▶ **Extract to read**:
# Study using Red Dot sights Vs. Iron sights



## Arrow 4 (Jan 7, 2011)

When I cut and pasted this, it did not insert the target graphic into the e-mail...sorry.

29 December 2010
PRELIMINARY REPORT OF THE COMPARATIVE PISTOL PROJECT
                                                            By  James E. Ryan, D.P.A.
                                                Associate Professor of Criminal Justice
                                                Department of Justice Studies and Sociology
                                                            Norwich University
                                                            Northfield, Vermont 05663
This report summarizes the findings of the “Comparative Pistol Project” conducted on 28 and 29 September, 2010. This report is organized as a description of five (5) figures that depict the descriptive statistics compiled by the author. A more extensive and detailed report will follow. The figures depict the results of a comparison of the effectiveness of conventional iron pistol sights and Trijicon’s “Red Dot Optic. The project consisted of four (4) stages of fire and the analyses included information both on the number of “hits on paper” and the accuracy of hits.
FIGURE 1:  HITS BY STAGE
Figure 1 illustrates the percentage of shots that hit an International Defensive Pistol Association (IDPA) standard target (“hits on paper”) by sight type and shooting stage;

Stage 1- 15 yard slow fire-

            75 percent of the shots fired with iron sights hit the target;
            98 Percent of the shots fired with the red dot optic hit the target;

Stage 2 – 5 yard rapid engagement-

            95 percent of the shots with iron sights hit the target
            99 percent of the shots with the red dot optic hit the target

Stage 3- 10 yard rapid engagement

            81 percent of the shots with iron sights hit the target
            96 percent of the shots with the red dot optic hit the target

Stage 4 – 10 yard multiple threat

            77 percent of the shots with iron sights hit the target
            94 percent of the shots with the red dot optic hit the target

The following four figures depict hits by “zone.” Zone 1 is the center mass of the IDPA target. Zone 2 refers to the inner octagon of the target. Zone 3 refers to hits on the target outside of Zones 3 and 2.

▶ **Set tasks**:
(A) In the post, what percentage of shots fired with iron sights hit the target in the 15-yard slow fire stage?
(B) Echo part of the post word for word, beginning at the words "The following four" and stopping after "Zones 3 and 2.".

▶ **Given information**:
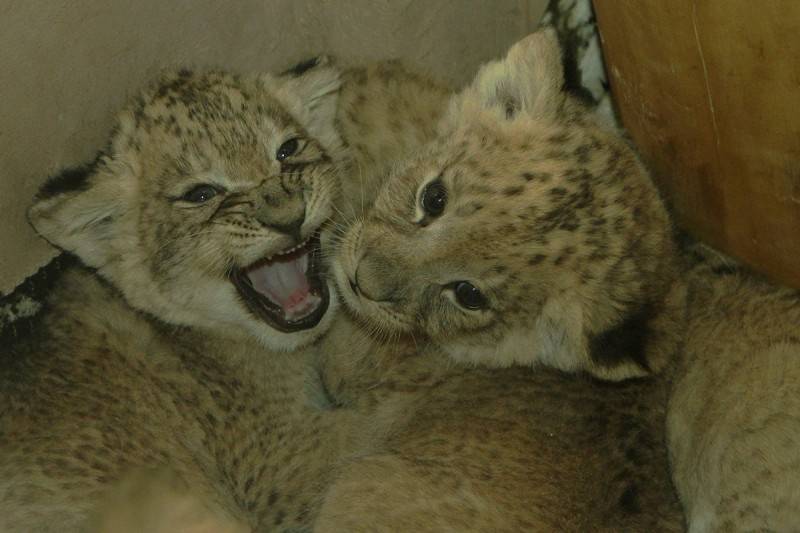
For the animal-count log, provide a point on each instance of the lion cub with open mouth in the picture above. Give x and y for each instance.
(199, 231)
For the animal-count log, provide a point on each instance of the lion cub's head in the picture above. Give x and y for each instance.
(529, 232)
(205, 208)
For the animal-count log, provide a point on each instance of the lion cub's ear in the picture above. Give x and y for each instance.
(310, 90)
(78, 210)
(528, 81)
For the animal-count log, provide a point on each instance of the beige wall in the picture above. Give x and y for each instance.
(66, 66)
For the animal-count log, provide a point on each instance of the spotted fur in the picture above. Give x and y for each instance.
(143, 357)
(549, 214)
(733, 427)
(542, 213)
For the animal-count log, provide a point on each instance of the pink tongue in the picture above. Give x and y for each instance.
(284, 282)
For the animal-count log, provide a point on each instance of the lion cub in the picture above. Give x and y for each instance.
(441, 257)
(198, 229)
(733, 427)
(530, 233)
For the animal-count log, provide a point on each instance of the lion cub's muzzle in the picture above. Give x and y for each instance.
(285, 289)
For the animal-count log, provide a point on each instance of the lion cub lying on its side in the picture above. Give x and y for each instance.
(200, 229)
(520, 178)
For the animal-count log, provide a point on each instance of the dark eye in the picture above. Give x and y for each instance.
(287, 149)
(200, 194)
(468, 295)
(434, 198)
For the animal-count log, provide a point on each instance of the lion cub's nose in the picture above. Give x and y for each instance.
(282, 208)
(374, 278)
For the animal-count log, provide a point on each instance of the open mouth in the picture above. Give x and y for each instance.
(286, 290)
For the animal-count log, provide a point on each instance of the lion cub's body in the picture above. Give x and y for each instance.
(159, 364)
(543, 212)
(100, 391)
(733, 426)
(501, 450)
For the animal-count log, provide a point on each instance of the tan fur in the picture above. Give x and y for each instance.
(156, 362)
(734, 426)
(500, 450)
(554, 218)
(549, 213)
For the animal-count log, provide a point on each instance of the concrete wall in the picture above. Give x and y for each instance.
(67, 66)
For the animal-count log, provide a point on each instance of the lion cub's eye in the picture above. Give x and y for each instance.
(200, 194)
(287, 149)
(434, 198)
(469, 296)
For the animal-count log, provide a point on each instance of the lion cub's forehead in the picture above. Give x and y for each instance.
(187, 119)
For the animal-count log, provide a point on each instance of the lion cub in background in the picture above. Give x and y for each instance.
(171, 345)
(513, 182)
(529, 233)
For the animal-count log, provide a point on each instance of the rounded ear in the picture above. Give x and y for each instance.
(528, 81)
(78, 210)
(640, 345)
(310, 90)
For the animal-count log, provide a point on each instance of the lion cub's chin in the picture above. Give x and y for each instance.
(287, 342)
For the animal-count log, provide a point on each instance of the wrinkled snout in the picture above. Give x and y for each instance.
(282, 205)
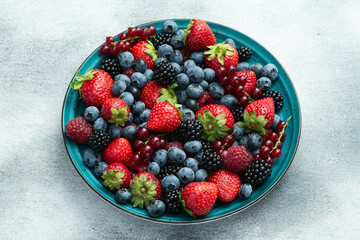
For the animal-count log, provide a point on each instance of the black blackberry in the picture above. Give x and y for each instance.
(277, 97)
(164, 73)
(172, 202)
(257, 173)
(111, 66)
(237, 112)
(244, 53)
(99, 140)
(160, 39)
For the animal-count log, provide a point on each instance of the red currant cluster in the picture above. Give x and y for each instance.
(127, 40)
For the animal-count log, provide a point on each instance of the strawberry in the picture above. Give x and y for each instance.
(164, 117)
(237, 158)
(198, 198)
(221, 55)
(116, 176)
(115, 111)
(198, 35)
(118, 151)
(144, 187)
(146, 51)
(95, 86)
(228, 184)
(79, 130)
(217, 120)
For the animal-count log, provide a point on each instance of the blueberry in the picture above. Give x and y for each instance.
(186, 175)
(138, 107)
(270, 71)
(195, 74)
(91, 113)
(176, 155)
(118, 87)
(126, 60)
(140, 65)
(153, 168)
(165, 51)
(216, 90)
(156, 208)
(114, 132)
(91, 158)
(228, 101)
(128, 98)
(170, 183)
(100, 168)
(200, 175)
(193, 147)
(192, 163)
(264, 83)
(245, 191)
(100, 124)
(123, 195)
(170, 26)
(182, 80)
(129, 133)
(160, 157)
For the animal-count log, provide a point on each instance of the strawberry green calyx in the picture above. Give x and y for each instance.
(253, 123)
(81, 79)
(119, 116)
(219, 50)
(113, 179)
(213, 127)
(143, 191)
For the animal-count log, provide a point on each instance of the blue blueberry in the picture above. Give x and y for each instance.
(123, 195)
(91, 113)
(91, 158)
(176, 155)
(170, 183)
(216, 90)
(169, 26)
(186, 175)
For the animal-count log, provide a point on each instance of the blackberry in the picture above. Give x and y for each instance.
(164, 73)
(160, 39)
(257, 173)
(277, 97)
(99, 140)
(244, 53)
(237, 112)
(111, 66)
(172, 202)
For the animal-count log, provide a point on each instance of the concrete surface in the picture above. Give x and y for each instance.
(43, 43)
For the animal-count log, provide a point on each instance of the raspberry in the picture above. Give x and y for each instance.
(79, 130)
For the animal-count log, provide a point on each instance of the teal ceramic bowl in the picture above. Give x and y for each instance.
(73, 107)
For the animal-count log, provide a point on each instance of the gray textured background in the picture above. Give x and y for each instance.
(43, 43)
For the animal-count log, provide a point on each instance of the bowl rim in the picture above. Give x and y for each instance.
(199, 220)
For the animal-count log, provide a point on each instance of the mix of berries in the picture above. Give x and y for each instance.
(176, 121)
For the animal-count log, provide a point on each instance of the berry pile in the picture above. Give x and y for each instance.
(176, 121)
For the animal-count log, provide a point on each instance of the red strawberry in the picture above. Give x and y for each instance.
(228, 184)
(198, 198)
(221, 54)
(146, 51)
(116, 176)
(116, 111)
(217, 120)
(95, 87)
(144, 187)
(150, 93)
(164, 117)
(237, 159)
(79, 130)
(198, 35)
(118, 151)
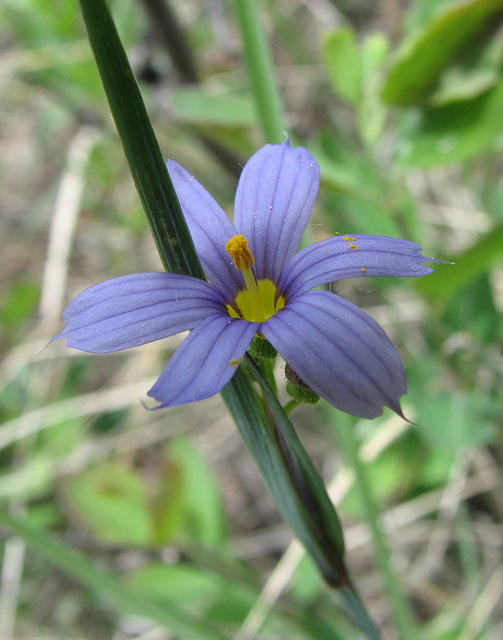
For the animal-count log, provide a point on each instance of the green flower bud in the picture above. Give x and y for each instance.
(298, 389)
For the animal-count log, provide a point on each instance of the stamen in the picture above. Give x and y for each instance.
(238, 249)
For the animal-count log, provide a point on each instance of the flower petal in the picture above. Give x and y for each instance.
(133, 310)
(352, 257)
(204, 362)
(210, 229)
(340, 352)
(274, 199)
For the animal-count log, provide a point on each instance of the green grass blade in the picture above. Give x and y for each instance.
(142, 150)
(106, 585)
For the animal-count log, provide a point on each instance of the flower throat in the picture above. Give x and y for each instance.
(258, 301)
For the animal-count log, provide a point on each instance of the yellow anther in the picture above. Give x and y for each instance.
(237, 247)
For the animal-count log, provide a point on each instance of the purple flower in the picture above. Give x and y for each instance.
(257, 282)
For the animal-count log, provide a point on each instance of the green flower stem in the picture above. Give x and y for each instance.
(400, 608)
(261, 71)
(148, 169)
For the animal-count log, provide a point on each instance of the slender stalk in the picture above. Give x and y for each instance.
(260, 71)
(142, 150)
(170, 34)
(400, 609)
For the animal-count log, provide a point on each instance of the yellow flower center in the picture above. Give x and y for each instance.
(259, 300)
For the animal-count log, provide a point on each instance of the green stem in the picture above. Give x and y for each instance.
(149, 172)
(261, 71)
(400, 608)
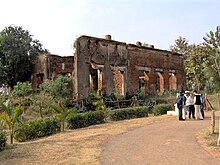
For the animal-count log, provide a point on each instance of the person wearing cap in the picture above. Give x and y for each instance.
(190, 105)
(181, 99)
(197, 103)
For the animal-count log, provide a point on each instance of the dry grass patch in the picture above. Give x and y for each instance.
(81, 146)
(209, 142)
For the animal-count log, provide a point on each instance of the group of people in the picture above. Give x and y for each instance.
(191, 104)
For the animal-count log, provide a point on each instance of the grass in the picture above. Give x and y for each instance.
(80, 146)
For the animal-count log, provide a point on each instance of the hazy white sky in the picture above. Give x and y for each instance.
(57, 23)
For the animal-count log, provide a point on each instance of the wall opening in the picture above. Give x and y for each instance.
(160, 83)
(172, 82)
(144, 82)
(40, 79)
(119, 84)
(93, 78)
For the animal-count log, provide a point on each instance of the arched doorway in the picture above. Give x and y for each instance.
(159, 83)
(172, 82)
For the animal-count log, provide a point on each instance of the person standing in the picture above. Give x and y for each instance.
(180, 104)
(190, 106)
(197, 102)
(202, 105)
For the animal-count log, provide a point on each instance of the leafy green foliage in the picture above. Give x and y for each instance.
(61, 113)
(22, 89)
(195, 62)
(86, 119)
(100, 106)
(3, 140)
(37, 128)
(18, 54)
(128, 113)
(41, 102)
(212, 44)
(10, 116)
(161, 109)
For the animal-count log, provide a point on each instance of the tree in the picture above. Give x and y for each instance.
(18, 54)
(212, 44)
(22, 90)
(180, 46)
(194, 61)
(10, 115)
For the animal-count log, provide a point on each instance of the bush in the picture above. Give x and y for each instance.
(86, 119)
(37, 128)
(3, 140)
(128, 113)
(161, 109)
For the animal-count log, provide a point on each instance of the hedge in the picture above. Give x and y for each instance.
(3, 140)
(128, 113)
(86, 119)
(161, 109)
(37, 128)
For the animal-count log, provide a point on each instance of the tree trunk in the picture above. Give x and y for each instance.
(12, 134)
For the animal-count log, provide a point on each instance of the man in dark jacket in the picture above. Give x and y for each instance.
(181, 99)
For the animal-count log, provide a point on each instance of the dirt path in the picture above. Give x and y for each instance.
(169, 142)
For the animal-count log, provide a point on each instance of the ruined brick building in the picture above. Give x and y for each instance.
(108, 66)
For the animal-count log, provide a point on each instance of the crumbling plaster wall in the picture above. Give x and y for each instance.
(49, 66)
(132, 61)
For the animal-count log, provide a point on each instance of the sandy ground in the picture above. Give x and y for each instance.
(165, 143)
(78, 147)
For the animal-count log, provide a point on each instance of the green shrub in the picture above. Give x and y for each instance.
(3, 140)
(37, 128)
(86, 119)
(161, 109)
(128, 113)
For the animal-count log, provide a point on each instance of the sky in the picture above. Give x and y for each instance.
(57, 23)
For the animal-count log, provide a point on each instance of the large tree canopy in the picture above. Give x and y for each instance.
(202, 61)
(18, 54)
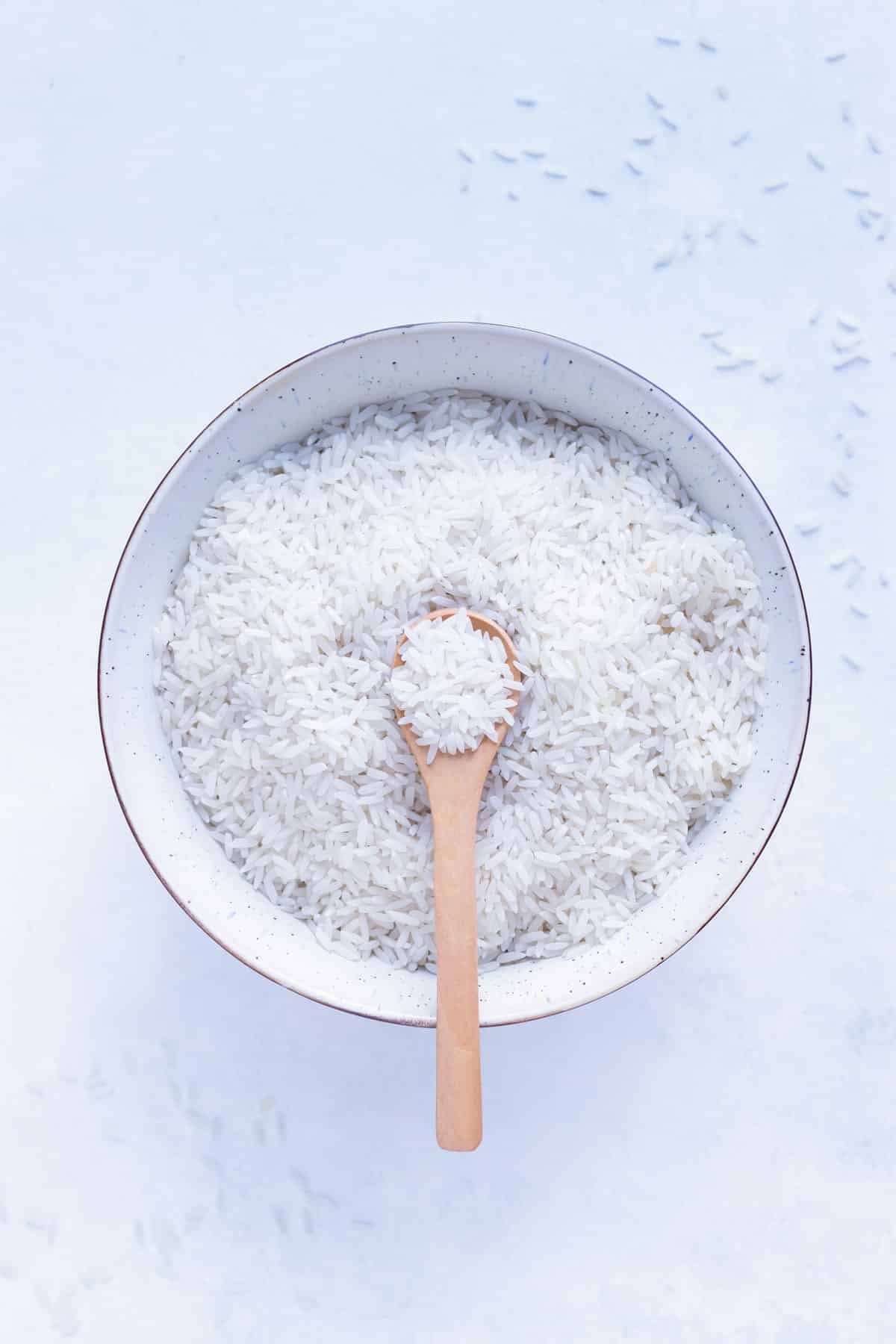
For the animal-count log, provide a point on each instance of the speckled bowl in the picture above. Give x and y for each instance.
(381, 366)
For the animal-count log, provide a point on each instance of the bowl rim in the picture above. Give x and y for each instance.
(460, 327)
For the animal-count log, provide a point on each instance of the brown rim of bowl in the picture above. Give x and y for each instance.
(294, 363)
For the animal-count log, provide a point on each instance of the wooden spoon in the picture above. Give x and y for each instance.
(454, 785)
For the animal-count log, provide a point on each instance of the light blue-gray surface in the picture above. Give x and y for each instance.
(193, 196)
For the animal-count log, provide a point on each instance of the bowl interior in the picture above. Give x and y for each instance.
(287, 405)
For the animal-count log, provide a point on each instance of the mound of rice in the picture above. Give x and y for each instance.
(453, 685)
(637, 624)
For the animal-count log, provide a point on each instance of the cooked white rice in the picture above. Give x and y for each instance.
(453, 685)
(637, 623)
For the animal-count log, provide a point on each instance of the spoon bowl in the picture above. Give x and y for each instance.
(454, 786)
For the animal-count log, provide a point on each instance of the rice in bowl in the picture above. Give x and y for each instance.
(638, 626)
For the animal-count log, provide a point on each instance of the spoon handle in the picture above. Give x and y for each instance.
(458, 1089)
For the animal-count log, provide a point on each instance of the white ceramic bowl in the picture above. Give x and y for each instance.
(381, 366)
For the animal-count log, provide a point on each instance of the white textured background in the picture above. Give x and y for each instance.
(191, 196)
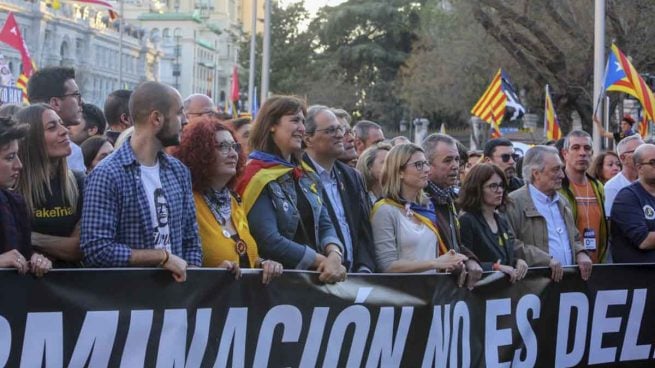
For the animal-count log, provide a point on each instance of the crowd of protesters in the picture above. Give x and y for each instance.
(158, 180)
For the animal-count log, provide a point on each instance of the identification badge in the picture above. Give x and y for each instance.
(589, 236)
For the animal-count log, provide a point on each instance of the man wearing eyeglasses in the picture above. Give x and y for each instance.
(199, 107)
(542, 220)
(349, 155)
(500, 151)
(633, 213)
(585, 195)
(56, 87)
(343, 187)
(628, 175)
(443, 157)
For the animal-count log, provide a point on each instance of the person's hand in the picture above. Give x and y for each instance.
(474, 272)
(270, 270)
(451, 261)
(556, 270)
(177, 266)
(507, 270)
(40, 265)
(521, 269)
(13, 259)
(584, 263)
(233, 267)
(331, 269)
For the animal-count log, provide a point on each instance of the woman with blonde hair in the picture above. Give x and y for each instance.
(52, 191)
(404, 232)
(369, 165)
(15, 237)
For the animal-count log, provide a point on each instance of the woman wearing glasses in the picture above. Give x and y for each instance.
(485, 230)
(213, 157)
(282, 196)
(403, 221)
(52, 191)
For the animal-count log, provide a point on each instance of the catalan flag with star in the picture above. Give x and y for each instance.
(498, 100)
(551, 123)
(10, 34)
(621, 76)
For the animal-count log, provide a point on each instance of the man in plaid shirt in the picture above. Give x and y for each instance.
(138, 203)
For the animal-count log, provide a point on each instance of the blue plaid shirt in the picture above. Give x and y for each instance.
(116, 217)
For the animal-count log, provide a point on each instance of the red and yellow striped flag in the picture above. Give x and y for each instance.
(10, 34)
(551, 123)
(494, 131)
(632, 84)
(491, 106)
(643, 126)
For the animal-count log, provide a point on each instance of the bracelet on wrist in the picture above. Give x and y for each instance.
(166, 258)
(337, 251)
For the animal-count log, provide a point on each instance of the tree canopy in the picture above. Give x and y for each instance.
(394, 59)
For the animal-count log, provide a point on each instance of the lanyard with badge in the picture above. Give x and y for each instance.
(588, 233)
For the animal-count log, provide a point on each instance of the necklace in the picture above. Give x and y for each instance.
(219, 202)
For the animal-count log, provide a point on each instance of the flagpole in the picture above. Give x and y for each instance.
(599, 56)
(546, 113)
(266, 57)
(253, 41)
(120, 45)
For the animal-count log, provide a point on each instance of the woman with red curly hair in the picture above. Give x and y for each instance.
(215, 161)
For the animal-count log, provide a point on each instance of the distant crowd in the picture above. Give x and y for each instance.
(155, 180)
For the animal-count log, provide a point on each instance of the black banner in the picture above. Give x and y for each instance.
(139, 317)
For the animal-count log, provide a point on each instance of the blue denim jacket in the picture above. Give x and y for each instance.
(274, 219)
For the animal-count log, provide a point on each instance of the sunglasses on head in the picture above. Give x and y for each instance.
(506, 156)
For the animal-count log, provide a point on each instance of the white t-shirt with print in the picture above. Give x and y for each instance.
(159, 211)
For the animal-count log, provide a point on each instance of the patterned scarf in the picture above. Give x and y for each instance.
(220, 203)
(441, 196)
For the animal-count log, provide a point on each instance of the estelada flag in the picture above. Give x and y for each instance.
(262, 168)
(621, 76)
(10, 34)
(494, 130)
(551, 123)
(491, 106)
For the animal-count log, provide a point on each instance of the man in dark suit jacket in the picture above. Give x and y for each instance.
(343, 188)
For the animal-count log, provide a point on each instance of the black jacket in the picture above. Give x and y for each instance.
(355, 202)
(447, 222)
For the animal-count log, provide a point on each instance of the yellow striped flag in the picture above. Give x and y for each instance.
(491, 106)
(643, 126)
(621, 76)
(551, 123)
(494, 131)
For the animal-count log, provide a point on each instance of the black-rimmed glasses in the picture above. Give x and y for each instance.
(332, 130)
(419, 165)
(225, 147)
(77, 95)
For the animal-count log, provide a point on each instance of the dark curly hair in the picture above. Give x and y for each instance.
(471, 194)
(197, 151)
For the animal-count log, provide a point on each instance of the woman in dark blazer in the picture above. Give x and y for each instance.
(484, 229)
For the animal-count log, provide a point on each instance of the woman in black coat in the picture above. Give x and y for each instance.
(484, 229)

▶ **Answers to each task**:
(A) 75 percent

(B)
The following four figures depict hits by “zone.” Zone 1 is the center mass of the IDPA target. Zone 2 refers to the inner octagon of the target. Zone 3 refers to hits on the target outside of Zones 3 and 2.